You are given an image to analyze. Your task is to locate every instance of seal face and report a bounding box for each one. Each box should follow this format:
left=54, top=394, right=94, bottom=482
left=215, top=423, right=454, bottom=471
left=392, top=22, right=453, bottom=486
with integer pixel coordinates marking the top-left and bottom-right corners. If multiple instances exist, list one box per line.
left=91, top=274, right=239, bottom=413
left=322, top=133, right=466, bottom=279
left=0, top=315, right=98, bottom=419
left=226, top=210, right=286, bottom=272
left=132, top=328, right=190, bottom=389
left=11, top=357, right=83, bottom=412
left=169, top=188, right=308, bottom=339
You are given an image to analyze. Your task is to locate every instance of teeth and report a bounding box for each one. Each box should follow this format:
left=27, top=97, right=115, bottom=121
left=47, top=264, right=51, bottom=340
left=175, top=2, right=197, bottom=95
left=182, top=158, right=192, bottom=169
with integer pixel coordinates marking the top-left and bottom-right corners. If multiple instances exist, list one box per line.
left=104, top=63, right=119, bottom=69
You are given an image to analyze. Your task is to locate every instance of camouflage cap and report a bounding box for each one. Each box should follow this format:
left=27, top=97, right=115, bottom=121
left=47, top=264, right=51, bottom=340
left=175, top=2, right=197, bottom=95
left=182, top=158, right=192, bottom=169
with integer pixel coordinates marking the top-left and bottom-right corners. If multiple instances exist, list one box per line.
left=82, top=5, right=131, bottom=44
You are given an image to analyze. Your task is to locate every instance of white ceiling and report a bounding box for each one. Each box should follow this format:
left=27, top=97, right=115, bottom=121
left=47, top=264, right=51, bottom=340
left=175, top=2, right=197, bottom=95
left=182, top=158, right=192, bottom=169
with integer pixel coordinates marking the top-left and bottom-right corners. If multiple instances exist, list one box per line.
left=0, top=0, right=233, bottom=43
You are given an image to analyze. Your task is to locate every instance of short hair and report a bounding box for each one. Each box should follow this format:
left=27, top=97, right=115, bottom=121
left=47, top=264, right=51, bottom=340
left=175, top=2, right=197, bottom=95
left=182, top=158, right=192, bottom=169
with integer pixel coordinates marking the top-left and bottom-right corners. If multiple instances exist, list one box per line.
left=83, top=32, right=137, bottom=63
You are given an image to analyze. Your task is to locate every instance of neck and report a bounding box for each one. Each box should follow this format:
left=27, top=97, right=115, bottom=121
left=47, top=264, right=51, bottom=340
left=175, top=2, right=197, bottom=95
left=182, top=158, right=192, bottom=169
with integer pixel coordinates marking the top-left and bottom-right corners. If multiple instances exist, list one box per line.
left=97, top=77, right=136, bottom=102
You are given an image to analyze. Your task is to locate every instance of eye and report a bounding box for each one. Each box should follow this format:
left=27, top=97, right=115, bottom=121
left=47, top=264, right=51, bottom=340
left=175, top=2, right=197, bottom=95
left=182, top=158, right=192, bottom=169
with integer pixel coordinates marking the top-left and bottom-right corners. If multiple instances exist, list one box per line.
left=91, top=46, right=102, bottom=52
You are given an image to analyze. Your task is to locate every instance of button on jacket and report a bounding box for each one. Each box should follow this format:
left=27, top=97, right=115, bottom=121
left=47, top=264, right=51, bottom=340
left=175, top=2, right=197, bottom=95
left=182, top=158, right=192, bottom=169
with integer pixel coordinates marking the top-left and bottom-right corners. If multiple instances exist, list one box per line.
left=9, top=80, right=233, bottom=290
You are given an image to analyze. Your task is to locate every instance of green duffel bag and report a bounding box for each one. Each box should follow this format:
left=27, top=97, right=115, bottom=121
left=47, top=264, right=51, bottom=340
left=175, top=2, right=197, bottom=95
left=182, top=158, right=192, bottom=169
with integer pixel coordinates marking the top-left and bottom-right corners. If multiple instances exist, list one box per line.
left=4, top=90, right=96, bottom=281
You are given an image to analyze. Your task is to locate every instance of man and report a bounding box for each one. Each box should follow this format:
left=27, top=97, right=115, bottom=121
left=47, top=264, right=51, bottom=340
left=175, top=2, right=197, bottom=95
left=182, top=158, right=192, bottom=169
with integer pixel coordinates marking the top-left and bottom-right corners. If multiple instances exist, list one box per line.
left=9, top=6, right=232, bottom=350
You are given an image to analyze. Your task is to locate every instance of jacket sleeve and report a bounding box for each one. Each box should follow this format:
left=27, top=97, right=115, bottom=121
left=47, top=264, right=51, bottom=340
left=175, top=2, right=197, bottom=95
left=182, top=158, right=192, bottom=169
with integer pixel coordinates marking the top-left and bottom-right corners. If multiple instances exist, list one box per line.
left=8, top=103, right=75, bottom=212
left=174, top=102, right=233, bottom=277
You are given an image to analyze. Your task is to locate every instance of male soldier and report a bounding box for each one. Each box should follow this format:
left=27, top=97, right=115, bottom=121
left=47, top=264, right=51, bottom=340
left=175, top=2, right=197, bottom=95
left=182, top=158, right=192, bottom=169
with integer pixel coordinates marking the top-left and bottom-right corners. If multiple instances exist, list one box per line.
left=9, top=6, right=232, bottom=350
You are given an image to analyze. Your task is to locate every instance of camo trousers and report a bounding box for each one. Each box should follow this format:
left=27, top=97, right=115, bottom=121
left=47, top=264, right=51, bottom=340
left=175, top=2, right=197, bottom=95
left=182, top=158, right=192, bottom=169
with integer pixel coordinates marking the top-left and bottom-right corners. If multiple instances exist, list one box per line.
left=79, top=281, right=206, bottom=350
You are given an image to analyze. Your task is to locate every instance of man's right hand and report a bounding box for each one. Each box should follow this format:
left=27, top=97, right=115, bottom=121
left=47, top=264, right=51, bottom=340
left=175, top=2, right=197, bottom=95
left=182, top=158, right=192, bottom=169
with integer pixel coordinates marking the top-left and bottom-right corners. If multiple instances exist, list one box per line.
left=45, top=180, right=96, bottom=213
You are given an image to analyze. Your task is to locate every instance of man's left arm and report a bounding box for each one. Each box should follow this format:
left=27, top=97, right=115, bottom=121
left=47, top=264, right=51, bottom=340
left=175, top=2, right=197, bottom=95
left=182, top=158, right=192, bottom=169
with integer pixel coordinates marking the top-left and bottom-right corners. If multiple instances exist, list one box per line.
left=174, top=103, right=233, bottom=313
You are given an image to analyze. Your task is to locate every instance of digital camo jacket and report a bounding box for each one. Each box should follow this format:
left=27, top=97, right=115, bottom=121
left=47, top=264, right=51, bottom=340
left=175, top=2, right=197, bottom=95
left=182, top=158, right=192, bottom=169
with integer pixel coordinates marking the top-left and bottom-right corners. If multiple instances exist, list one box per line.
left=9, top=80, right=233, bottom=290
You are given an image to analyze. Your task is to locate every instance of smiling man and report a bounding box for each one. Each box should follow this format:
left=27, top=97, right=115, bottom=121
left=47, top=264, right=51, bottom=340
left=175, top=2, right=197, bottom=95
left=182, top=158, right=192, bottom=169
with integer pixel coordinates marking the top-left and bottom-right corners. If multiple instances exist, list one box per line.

○ ○ ○ ○ ○ ○ ○

WHAT IS REQUIRED
Please update all of the data above, replacing "integer pixel coordinates" with "whole-number pixel coordinates" and leaving everything else unchanged.

TASK RESULT
You are given an image to analyze. Your task is to locate every instance of seal face and report a bounding box for each one. Each box should follow this format:
left=54, top=394, right=94, bottom=482
left=215, top=423, right=454, bottom=471
left=392, top=22, right=453, bottom=486
with whole-number pixel coordinates marking the top-left and bottom-right corners. If multiple instances exist, list one box per line.
left=91, top=274, right=239, bottom=413
left=322, top=133, right=466, bottom=279
left=0, top=315, right=98, bottom=419
left=226, top=210, right=286, bottom=272
left=132, top=328, right=190, bottom=389
left=11, top=357, right=83, bottom=412
left=169, top=188, right=308, bottom=339
You are given an image to analyze. Your task is to locate every instance of teeth and report a bounding box for each one. Each box should follow this format:
left=27, top=97, right=115, bottom=121
left=47, top=264, right=51, bottom=340
left=175, top=2, right=197, bottom=95
left=182, top=158, right=192, bottom=169
with whole-number pixel coordinates marking the top-left and bottom-right corners. If multiple instances exist, list one box per line.
left=104, top=63, right=119, bottom=69
You are given an image to analyze. Your task is to locate every instance of camouflage cap and report a bounding box for each one. Each box should follow this format:
left=27, top=97, right=115, bottom=121
left=47, top=264, right=51, bottom=340
left=175, top=2, right=197, bottom=95
left=182, top=158, right=192, bottom=169
with whole-number pixel coordinates marking the top-left and bottom-right corners. If multiple instances exist, list one box per line.
left=82, top=5, right=131, bottom=44
You are given an image to analyze. Your task is to locate every instance of white ceiling and report a bounding box for each one. Each box should follow this format:
left=27, top=97, right=115, bottom=121
left=47, top=264, right=51, bottom=340
left=175, top=2, right=197, bottom=95
left=182, top=158, right=192, bottom=169
with whole-number pixel coordinates marking the top-left and bottom-right corners. If multiple instances exist, list one box per line.
left=0, top=0, right=233, bottom=43
You are given an image to analyze. Your task is to locate every instance of short hair and report a bounding box for each one. Each box should follow this format:
left=27, top=97, right=115, bottom=121
left=47, top=264, right=51, bottom=340
left=175, top=2, right=197, bottom=95
left=182, top=158, right=192, bottom=169
with whole-number pixel coordinates marking the top-left and bottom-right corners. If multiple instances exist, list one box per line.
left=83, top=32, right=137, bottom=63
You are given an image to analyze. Your task is to locate every instance of neck and report a bounding box for each one. Each box should follow this format:
left=27, top=97, right=115, bottom=121
left=47, top=264, right=51, bottom=340
left=175, top=2, right=197, bottom=95
left=182, top=158, right=192, bottom=169
with whole-number pixel coordinates marking the top-left and bottom-right corners. If multiple instances exist, list one box per line.
left=97, top=77, right=136, bottom=102
You are given an image to analyze. Your task is to locate every instance of eye and report a bounding box for each one. Each box should follow this format:
left=27, top=97, right=115, bottom=121
left=47, top=264, right=51, bottom=340
left=175, top=2, right=197, bottom=95
left=182, top=158, right=192, bottom=169
with whole-number pixel coordinates marking the top-left and bottom-right corners. If multiple instances exist, list one box per line.
left=91, top=46, right=102, bottom=52
You are given an image to analyze. Your task is to locate every instance of button on jacket and report a bounding box for each one. Each box should follow this format:
left=27, top=97, right=115, bottom=121
left=47, top=264, right=51, bottom=340
left=175, top=2, right=197, bottom=95
left=182, top=158, right=192, bottom=169
with whole-number pixel coordinates marking the top-left and bottom-right corners. If multiple instances exist, list one box per line.
left=9, top=80, right=233, bottom=290
You are given an image to analyze. Your task is to locate every instance of green duffel bag and report a bounding box for each one. Each box should follow this format:
left=27, top=97, right=115, bottom=121
left=47, top=264, right=51, bottom=340
left=175, top=2, right=197, bottom=95
left=182, top=158, right=192, bottom=169
with whole-number pixel coordinates marking the top-left and bottom-right corners. If multiple instances exist, list one box per line.
left=4, top=90, right=96, bottom=281
You are given an image to analyze. Your task is to locate every instance of man and report a bounding box for each one. Each box should follow this format:
left=27, top=97, right=115, bottom=121
left=47, top=264, right=51, bottom=340
left=175, top=2, right=197, bottom=95
left=182, top=158, right=192, bottom=169
with whole-number pixel coordinates marking the top-left and bottom-right corners. If multiple instances exist, list one box per line.
left=9, top=6, right=232, bottom=350
You are given an image to analyze. Your task is to locate every instance of jacket sleeve and report a bounding box for each one. Each box should follow this format:
left=27, top=97, right=115, bottom=121
left=47, top=264, right=51, bottom=340
left=175, top=2, right=197, bottom=95
left=182, top=158, right=192, bottom=169
with whole-number pixel coordinates marking the top-left and bottom-right corners. If multiple instances exist, list one box per line.
left=8, top=103, right=75, bottom=212
left=174, top=102, right=233, bottom=277
You are given an image to analyze. Your task is to locate every instance of male soldier and report a bounding box for each one. Each box should follow this format:
left=27, top=97, right=115, bottom=121
left=47, top=264, right=51, bottom=340
left=175, top=2, right=197, bottom=95
left=182, top=158, right=192, bottom=169
with whole-number pixel coordinates marking the top-left and bottom-right corners. If multiple instances exist, list one box per line.
left=9, top=6, right=232, bottom=350
You are given an image to analyze. Your task is to locate every instance of camo trousers and report a bounding box for each one. Each box should follow this format:
left=27, top=97, right=115, bottom=121
left=47, top=264, right=51, bottom=340
left=175, top=2, right=197, bottom=95
left=182, top=158, right=192, bottom=169
with whole-number pixel coordinates marking the top-left and bottom-right corners. If multiple instances exist, list one box per line.
left=79, top=281, right=206, bottom=350
You are given an image to analyze. Your task is to locate every instance of man's right hand and report a bounding box for each one. Each box should follow this format:
left=27, top=97, right=115, bottom=121
left=47, top=264, right=51, bottom=340
left=175, top=2, right=197, bottom=95
left=182, top=158, right=192, bottom=169
with whole-number pixel coordinates marking the top-left and bottom-right corners. If multiple instances exist, list one box per line.
left=45, top=180, right=96, bottom=213
You are given an image to analyze. Your task is to locate every instance of man's left arm and report a bounding box for each one. Each box should follow this format:
left=27, top=97, right=115, bottom=121
left=47, top=264, right=51, bottom=340
left=175, top=2, right=197, bottom=95
left=182, top=158, right=192, bottom=169
with whole-number pixel coordinates marking the top-left and bottom-right corners. If multiple instances exist, list one box per line.
left=174, top=103, right=233, bottom=313
You are given an image to analyze. Your task is to locate every instance of digital camo jacket and report a bounding box for each one. Each box should follow this format:
left=27, top=97, right=115, bottom=121
left=47, top=264, right=51, bottom=340
left=175, top=2, right=197, bottom=95
left=182, top=158, right=192, bottom=169
with whole-number pixel coordinates marking the top-left and bottom-right corners. If multiple instances exist, list one box per line.
left=9, top=80, right=233, bottom=290
You are given an image to analyze. Your task is to locate every instance of smiling man and report a bounding box for each one. Each box should follow this format:
left=27, top=97, right=115, bottom=121
left=47, top=264, right=51, bottom=340
left=175, top=2, right=197, bottom=95
left=182, top=158, right=192, bottom=169
with whole-number pixel coordinates marking the top-left and bottom-right corners. If multiple instances exist, list one box per line.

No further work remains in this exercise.